:: EXERCISE INPUTS ::
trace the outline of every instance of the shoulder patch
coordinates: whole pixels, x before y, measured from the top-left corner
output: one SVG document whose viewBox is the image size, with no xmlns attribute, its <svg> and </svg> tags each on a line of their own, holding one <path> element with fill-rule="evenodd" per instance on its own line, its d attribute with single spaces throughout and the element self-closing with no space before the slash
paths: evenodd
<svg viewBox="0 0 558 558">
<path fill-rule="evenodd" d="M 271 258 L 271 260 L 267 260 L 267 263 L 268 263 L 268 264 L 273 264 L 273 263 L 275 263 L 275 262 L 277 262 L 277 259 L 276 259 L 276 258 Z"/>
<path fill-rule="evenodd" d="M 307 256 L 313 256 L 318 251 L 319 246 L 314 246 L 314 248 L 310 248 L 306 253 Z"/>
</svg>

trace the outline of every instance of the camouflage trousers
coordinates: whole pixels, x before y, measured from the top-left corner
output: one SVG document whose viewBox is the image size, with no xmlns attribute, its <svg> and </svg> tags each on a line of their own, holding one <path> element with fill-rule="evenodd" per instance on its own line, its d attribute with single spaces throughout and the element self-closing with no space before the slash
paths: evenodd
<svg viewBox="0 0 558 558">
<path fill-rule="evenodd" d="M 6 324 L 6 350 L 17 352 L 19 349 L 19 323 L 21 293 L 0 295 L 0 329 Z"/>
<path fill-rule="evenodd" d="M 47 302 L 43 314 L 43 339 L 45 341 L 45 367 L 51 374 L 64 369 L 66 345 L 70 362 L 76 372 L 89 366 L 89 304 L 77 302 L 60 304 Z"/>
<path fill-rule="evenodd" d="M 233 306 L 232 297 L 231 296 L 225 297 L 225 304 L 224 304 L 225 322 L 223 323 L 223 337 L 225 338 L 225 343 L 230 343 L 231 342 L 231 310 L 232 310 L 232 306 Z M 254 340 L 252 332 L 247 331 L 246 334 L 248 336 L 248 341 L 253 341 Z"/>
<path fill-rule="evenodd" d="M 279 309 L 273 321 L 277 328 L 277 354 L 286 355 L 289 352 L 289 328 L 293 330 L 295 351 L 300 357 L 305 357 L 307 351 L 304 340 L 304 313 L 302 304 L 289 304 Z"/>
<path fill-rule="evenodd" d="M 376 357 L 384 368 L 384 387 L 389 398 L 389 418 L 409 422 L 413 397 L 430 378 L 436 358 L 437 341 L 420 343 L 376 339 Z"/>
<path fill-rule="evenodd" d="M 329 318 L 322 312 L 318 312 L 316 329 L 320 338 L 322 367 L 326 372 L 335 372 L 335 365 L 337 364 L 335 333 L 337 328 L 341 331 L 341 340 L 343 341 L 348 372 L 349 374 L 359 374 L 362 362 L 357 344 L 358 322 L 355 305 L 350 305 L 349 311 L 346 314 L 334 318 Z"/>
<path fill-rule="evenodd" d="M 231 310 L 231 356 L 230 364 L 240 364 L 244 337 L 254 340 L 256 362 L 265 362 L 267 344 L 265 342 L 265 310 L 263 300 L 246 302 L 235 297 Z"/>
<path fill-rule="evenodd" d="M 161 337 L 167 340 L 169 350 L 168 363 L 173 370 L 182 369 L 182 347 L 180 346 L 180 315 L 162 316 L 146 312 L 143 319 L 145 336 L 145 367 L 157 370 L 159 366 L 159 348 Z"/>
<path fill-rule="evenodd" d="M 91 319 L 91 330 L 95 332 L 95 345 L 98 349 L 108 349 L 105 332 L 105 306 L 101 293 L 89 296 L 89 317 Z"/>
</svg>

:: WHAT YOU NEED TO DO ::
Give the listing again, word for word.

:: EXERCISE OUTPUT ::
trace the outline of every instance of the shoulder patch
coordinates: whole pixels, x before y, measured from the top-left corner
output: one SVG document whose viewBox is the image size, with no xmlns attribute, its <svg> and </svg> tags each on a line of their own, holding one <path> element with fill-rule="evenodd" per instance on its own line, its d attribute with single spaces throughout and the element self-closing with no space before the slash
paths: evenodd
<svg viewBox="0 0 558 558">
<path fill-rule="evenodd" d="M 271 258 L 271 260 L 267 260 L 267 263 L 268 263 L 268 264 L 273 264 L 273 263 L 275 263 L 275 262 L 277 262 L 277 259 L 276 259 L 276 258 Z"/>
<path fill-rule="evenodd" d="M 307 256 L 313 256 L 318 251 L 319 246 L 314 246 L 314 248 L 310 248 L 306 253 Z"/>
</svg>

trace the outline of every instance of the camouflage trousers
coordinates: whole pixels, x before y, measured from the top-left corner
output: one SVG document whose viewBox is the image size, with no xmlns attribute, its <svg> and </svg> tags each on a line of their own, holding one <path> element with fill-rule="evenodd" per instance on its own line, its d attribute with single spaces throughout and the element self-closing with no space before the slash
paths: evenodd
<svg viewBox="0 0 558 558">
<path fill-rule="evenodd" d="M 6 324 L 6 350 L 17 352 L 19 349 L 19 323 L 21 293 L 0 295 L 0 329 Z"/>
<path fill-rule="evenodd" d="M 47 302 L 43 314 L 43 339 L 45 341 L 45 367 L 51 374 L 64 369 L 66 345 L 70 362 L 76 372 L 89 366 L 89 304 L 77 302 L 60 304 Z"/>
<path fill-rule="evenodd" d="M 233 306 L 232 297 L 231 296 L 225 297 L 225 304 L 224 304 L 225 322 L 223 323 L 223 337 L 225 338 L 225 343 L 230 343 L 231 342 L 231 310 L 232 310 L 232 306 Z M 254 340 L 252 332 L 247 331 L 246 334 L 248 336 L 248 341 L 253 341 Z"/>
<path fill-rule="evenodd" d="M 279 309 L 273 321 L 277 328 L 277 354 L 286 355 L 289 352 L 289 328 L 293 330 L 295 351 L 300 357 L 305 357 L 307 351 L 304 340 L 304 313 L 302 304 L 289 304 Z"/>
<path fill-rule="evenodd" d="M 376 357 L 384 368 L 384 387 L 389 398 L 389 418 L 409 422 L 413 397 L 430 378 L 436 358 L 437 341 L 420 343 L 376 339 Z"/>
<path fill-rule="evenodd" d="M 329 318 L 322 312 L 318 312 L 316 329 L 320 338 L 322 367 L 326 372 L 335 372 L 335 365 L 337 364 L 335 333 L 337 328 L 341 331 L 341 340 L 343 341 L 348 372 L 349 374 L 359 374 L 362 362 L 357 344 L 358 322 L 355 305 L 350 305 L 349 311 L 346 314 L 334 318 Z"/>
<path fill-rule="evenodd" d="M 231 310 L 231 356 L 230 364 L 240 364 L 244 337 L 254 340 L 256 362 L 265 362 L 267 344 L 265 342 L 265 310 L 263 300 L 246 302 L 235 297 Z"/>
<path fill-rule="evenodd" d="M 161 337 L 167 340 L 169 350 L 168 363 L 173 370 L 182 369 L 182 347 L 180 346 L 180 315 L 162 316 L 146 312 L 143 319 L 145 336 L 145 367 L 157 370 L 159 366 L 159 348 Z"/>
<path fill-rule="evenodd" d="M 91 319 L 91 330 L 95 332 L 95 345 L 98 349 L 108 349 L 105 332 L 105 306 L 101 293 L 89 296 L 89 317 Z"/>
</svg>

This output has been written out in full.